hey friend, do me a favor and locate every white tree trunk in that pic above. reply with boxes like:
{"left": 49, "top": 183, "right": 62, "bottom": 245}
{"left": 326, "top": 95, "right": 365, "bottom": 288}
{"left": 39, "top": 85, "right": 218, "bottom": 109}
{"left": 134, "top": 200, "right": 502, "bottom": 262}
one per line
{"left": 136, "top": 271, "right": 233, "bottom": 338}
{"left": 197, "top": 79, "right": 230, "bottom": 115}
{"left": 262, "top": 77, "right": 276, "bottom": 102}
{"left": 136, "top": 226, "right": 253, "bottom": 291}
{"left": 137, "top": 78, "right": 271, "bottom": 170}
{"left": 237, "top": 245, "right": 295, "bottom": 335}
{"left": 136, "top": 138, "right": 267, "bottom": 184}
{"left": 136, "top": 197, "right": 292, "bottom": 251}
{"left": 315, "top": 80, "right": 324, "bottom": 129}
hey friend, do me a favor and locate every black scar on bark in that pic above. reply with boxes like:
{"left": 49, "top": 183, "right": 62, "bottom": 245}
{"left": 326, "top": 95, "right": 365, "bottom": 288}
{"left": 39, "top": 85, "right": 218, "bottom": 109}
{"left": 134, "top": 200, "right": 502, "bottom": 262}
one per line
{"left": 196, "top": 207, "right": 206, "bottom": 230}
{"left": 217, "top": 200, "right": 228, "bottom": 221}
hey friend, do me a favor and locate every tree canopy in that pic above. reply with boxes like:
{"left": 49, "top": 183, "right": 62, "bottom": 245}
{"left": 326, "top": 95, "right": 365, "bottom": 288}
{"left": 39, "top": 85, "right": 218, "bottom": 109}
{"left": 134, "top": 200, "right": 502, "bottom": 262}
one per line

Aim of the task :: Transcribe the full listing exactly, leaving out no line.

Completed task ::
hey friend, do me a favor and locate every white tree trunk in that pic above. reply with boxes like:
{"left": 49, "top": 183, "right": 62, "bottom": 245}
{"left": 326, "top": 95, "right": 365, "bottom": 288}
{"left": 39, "top": 85, "right": 218, "bottom": 109}
{"left": 134, "top": 200, "right": 502, "bottom": 262}
one per line
{"left": 136, "top": 271, "right": 233, "bottom": 338}
{"left": 197, "top": 79, "right": 230, "bottom": 115}
{"left": 262, "top": 77, "right": 276, "bottom": 102}
{"left": 136, "top": 226, "right": 253, "bottom": 291}
{"left": 137, "top": 78, "right": 271, "bottom": 170}
{"left": 237, "top": 245, "right": 295, "bottom": 335}
{"left": 136, "top": 138, "right": 267, "bottom": 184}
{"left": 136, "top": 197, "right": 292, "bottom": 251}
{"left": 315, "top": 80, "right": 324, "bottom": 129}
hey friend, do me a favor and locate every black scar on bark in that pic above. reply with boxes like:
{"left": 49, "top": 183, "right": 62, "bottom": 245}
{"left": 326, "top": 95, "right": 365, "bottom": 288}
{"left": 39, "top": 85, "right": 218, "bottom": 109}
{"left": 134, "top": 200, "right": 502, "bottom": 262}
one per line
{"left": 196, "top": 207, "right": 206, "bottom": 230}
{"left": 217, "top": 200, "right": 228, "bottom": 221}
hey friend, do me a favor and locate every tree canopy in that pic above. reply with boxes like:
{"left": 49, "top": 183, "right": 62, "bottom": 245}
{"left": 326, "top": 95, "right": 365, "bottom": 288}
{"left": 39, "top": 85, "right": 218, "bottom": 109}
{"left": 134, "top": 200, "right": 502, "bottom": 262}
one per line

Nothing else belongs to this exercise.